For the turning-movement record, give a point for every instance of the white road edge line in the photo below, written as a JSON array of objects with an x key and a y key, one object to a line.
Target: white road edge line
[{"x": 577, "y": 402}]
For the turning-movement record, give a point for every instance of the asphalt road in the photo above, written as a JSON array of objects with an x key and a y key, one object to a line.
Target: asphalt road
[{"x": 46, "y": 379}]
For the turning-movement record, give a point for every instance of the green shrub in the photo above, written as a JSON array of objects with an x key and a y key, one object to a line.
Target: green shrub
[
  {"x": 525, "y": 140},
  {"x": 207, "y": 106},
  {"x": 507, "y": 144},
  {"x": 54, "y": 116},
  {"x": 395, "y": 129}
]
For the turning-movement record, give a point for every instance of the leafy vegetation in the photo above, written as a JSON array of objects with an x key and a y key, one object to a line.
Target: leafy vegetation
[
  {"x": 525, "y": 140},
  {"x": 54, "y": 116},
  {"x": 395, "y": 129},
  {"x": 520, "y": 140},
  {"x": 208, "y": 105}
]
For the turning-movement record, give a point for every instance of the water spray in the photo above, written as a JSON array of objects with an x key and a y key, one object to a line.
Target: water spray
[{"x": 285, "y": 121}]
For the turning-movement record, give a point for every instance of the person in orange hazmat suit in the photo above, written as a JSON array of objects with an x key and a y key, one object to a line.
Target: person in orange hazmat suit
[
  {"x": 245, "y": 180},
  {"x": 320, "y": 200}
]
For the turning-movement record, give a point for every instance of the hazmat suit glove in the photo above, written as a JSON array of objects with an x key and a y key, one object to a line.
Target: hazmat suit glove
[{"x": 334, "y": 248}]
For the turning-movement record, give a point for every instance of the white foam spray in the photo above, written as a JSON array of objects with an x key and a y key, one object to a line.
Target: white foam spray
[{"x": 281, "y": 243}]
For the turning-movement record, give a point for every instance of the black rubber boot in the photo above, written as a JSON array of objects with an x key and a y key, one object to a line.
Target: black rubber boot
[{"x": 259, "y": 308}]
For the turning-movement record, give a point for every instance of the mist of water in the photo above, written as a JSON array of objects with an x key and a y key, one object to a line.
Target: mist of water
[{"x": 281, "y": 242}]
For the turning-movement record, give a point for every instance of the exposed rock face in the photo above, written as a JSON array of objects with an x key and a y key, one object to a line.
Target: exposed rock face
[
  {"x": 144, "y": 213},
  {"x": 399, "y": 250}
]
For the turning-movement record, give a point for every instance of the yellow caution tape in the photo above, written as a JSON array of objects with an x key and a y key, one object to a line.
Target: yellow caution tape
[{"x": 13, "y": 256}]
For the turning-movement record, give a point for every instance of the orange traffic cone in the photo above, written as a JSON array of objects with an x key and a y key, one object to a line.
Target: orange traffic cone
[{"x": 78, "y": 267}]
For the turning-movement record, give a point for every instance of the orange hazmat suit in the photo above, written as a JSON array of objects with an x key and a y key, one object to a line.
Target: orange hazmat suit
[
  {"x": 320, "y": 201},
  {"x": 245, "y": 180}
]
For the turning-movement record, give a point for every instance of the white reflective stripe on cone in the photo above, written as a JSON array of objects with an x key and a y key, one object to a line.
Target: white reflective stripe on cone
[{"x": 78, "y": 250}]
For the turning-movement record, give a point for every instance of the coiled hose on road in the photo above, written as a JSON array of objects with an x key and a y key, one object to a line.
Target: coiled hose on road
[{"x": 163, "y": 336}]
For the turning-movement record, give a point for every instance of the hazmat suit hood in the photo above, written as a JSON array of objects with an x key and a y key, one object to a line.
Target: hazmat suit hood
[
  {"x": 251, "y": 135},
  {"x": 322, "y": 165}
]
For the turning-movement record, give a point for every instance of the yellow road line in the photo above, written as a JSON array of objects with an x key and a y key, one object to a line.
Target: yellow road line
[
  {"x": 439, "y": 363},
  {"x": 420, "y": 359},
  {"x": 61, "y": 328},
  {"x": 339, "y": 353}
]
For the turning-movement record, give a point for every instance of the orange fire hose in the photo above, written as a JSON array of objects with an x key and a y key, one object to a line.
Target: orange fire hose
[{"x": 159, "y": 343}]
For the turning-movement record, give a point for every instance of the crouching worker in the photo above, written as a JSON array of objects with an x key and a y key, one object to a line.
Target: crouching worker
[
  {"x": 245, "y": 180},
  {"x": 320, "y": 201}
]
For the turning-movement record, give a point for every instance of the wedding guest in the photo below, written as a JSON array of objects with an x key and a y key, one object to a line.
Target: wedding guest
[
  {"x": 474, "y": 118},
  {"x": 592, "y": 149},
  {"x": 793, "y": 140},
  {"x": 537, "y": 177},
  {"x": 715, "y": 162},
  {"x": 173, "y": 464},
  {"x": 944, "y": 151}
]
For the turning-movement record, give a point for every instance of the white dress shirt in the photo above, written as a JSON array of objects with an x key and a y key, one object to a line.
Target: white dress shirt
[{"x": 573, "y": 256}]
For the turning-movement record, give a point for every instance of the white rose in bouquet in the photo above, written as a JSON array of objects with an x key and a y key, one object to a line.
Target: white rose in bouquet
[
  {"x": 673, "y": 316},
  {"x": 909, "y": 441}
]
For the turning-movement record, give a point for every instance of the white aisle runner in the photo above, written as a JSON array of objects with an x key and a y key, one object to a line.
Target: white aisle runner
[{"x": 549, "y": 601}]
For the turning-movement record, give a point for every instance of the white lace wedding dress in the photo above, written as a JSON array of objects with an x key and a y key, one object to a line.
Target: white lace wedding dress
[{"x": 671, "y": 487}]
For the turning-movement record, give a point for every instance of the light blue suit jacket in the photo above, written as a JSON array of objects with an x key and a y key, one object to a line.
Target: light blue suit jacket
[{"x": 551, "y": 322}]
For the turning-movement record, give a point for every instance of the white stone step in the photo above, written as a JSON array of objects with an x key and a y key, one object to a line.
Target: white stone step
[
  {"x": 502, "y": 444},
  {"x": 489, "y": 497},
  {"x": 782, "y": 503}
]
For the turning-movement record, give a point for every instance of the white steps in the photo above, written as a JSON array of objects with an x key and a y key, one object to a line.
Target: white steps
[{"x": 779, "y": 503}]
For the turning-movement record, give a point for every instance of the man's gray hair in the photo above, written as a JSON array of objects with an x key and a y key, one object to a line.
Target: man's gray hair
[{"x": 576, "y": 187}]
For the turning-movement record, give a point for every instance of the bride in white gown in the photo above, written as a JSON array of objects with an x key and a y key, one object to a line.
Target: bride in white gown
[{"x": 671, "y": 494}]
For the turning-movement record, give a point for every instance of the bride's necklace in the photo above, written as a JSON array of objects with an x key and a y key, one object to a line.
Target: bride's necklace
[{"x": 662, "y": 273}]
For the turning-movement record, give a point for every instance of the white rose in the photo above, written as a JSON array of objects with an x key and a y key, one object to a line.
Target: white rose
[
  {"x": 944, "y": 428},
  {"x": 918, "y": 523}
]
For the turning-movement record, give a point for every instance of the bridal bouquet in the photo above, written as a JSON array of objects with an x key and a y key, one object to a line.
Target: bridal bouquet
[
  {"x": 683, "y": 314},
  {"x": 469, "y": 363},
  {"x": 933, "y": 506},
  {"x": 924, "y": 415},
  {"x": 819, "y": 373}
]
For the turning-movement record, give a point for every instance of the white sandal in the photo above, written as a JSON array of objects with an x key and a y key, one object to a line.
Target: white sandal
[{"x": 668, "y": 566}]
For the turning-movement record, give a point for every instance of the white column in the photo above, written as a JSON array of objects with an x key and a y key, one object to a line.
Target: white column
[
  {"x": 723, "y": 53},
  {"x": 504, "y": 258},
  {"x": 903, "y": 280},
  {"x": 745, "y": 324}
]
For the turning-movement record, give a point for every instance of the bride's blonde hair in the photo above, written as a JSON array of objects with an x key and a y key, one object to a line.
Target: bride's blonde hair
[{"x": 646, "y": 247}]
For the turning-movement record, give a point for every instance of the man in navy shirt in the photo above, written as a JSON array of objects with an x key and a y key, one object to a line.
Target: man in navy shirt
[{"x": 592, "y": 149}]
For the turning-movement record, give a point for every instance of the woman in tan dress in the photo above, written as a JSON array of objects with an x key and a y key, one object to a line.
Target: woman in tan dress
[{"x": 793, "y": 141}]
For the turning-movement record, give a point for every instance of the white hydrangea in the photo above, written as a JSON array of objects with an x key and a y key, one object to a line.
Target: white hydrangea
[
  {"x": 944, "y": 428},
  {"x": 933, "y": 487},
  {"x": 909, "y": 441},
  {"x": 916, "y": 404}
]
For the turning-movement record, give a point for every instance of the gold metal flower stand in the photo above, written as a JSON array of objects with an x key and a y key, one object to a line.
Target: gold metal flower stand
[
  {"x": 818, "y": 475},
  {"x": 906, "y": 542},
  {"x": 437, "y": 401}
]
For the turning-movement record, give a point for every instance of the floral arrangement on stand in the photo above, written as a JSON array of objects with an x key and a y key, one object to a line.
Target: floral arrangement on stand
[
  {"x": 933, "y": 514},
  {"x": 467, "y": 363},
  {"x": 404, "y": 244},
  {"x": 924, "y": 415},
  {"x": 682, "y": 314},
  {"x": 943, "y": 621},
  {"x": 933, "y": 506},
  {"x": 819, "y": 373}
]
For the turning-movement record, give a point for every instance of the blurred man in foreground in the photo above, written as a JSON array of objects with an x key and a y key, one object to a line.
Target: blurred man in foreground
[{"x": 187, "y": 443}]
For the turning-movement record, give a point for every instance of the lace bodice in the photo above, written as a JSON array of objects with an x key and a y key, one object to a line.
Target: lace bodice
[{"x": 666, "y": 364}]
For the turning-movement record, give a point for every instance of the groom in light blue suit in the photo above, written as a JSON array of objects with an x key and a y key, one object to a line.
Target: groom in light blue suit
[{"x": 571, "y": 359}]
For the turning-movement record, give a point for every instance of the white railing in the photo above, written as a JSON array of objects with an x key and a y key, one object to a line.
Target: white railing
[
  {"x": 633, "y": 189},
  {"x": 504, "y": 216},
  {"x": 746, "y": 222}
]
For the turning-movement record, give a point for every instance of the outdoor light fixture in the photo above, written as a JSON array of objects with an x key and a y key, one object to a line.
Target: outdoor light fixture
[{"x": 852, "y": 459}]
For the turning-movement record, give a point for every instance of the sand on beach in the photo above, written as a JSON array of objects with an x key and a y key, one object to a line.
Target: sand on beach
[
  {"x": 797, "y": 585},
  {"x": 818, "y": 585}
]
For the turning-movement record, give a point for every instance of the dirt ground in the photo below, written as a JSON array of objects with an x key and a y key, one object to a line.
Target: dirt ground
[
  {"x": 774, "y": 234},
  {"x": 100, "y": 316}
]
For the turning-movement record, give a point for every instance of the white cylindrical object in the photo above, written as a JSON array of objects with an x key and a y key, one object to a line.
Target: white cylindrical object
* * *
◆ **EXERCISE REQUIREMENTS**
Emit verbatim the lines running from the one with "of the dirt" through the last line of the data, both endpoints inclusive.

◆ **SOLUTION TO THIS TASK**
For the turning-movement record, give a point for every instance of the dirt ground in the photo below, written as a JSON array of objects with an x key and a y key, one object to a line.
Target: dirt ground
[
  {"x": 774, "y": 234},
  {"x": 100, "y": 316}
]
For the turning-movement record, give a point for every instance of the white cylindrical object in the photo above, written as a JSON array of objects with an x key and a y key, one object to a line.
Target: white cylindrical object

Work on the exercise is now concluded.